» **Information provided**:
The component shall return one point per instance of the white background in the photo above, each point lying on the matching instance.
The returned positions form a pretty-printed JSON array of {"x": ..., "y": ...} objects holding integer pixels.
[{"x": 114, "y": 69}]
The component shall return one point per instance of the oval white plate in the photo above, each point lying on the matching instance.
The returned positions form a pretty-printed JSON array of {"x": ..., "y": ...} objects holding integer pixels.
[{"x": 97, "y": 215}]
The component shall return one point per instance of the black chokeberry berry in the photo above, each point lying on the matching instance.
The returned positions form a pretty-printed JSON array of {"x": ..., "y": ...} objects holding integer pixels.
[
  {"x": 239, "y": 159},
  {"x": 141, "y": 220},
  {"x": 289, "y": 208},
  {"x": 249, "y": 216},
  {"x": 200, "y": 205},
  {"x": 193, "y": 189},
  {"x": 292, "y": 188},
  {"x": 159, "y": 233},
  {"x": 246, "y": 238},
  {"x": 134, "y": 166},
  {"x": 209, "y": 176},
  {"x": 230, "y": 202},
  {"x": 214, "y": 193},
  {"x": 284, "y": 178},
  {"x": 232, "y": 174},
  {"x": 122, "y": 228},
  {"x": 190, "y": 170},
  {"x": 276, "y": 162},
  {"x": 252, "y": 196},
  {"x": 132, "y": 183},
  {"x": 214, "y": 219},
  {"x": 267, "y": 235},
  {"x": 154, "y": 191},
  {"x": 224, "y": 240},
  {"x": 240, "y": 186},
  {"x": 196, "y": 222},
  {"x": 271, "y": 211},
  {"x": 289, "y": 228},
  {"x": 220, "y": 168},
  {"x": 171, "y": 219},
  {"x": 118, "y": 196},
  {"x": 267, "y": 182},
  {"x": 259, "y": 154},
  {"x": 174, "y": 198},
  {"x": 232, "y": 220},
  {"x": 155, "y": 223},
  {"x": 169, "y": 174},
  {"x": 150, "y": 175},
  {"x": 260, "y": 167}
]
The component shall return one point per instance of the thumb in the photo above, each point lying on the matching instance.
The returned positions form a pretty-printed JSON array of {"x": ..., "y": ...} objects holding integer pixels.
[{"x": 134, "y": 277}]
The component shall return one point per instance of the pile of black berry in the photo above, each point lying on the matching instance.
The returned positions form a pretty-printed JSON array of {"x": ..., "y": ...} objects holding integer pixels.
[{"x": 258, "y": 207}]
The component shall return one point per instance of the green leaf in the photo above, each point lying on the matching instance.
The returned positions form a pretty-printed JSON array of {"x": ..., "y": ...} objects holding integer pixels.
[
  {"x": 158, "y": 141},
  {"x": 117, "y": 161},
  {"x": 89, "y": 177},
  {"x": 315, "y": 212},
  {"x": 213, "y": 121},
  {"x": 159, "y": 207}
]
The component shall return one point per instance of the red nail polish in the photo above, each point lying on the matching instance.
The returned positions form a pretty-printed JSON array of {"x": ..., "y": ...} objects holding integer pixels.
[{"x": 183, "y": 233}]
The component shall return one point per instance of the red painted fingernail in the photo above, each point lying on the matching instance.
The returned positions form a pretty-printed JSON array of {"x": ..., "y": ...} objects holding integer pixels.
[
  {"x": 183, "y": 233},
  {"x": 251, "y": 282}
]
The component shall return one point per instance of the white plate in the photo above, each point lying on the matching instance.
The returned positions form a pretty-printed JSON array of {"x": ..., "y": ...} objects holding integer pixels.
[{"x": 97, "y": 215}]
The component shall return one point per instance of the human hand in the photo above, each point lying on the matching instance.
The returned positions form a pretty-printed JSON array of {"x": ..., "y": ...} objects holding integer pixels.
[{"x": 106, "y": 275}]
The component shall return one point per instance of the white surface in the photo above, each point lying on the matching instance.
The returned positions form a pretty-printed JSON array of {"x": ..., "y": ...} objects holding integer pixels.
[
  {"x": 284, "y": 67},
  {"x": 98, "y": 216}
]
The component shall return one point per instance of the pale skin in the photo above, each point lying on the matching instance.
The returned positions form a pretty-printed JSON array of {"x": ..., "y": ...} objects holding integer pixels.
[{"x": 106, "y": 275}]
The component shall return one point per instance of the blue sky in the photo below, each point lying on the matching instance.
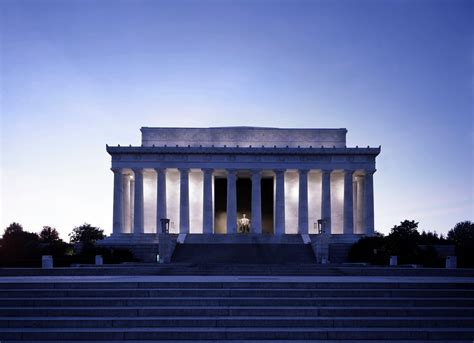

» **To be done**:
Gather every line of the records above that contains the word "black", matching case exactly.

» **Finished answer**:
The component shall return one point per instance of the black chokeberry berry in the photo above, each point lying on the matching instance.
The component shall return one point per instance of the pile of black berry in the photo above, each point lying on the matching instance.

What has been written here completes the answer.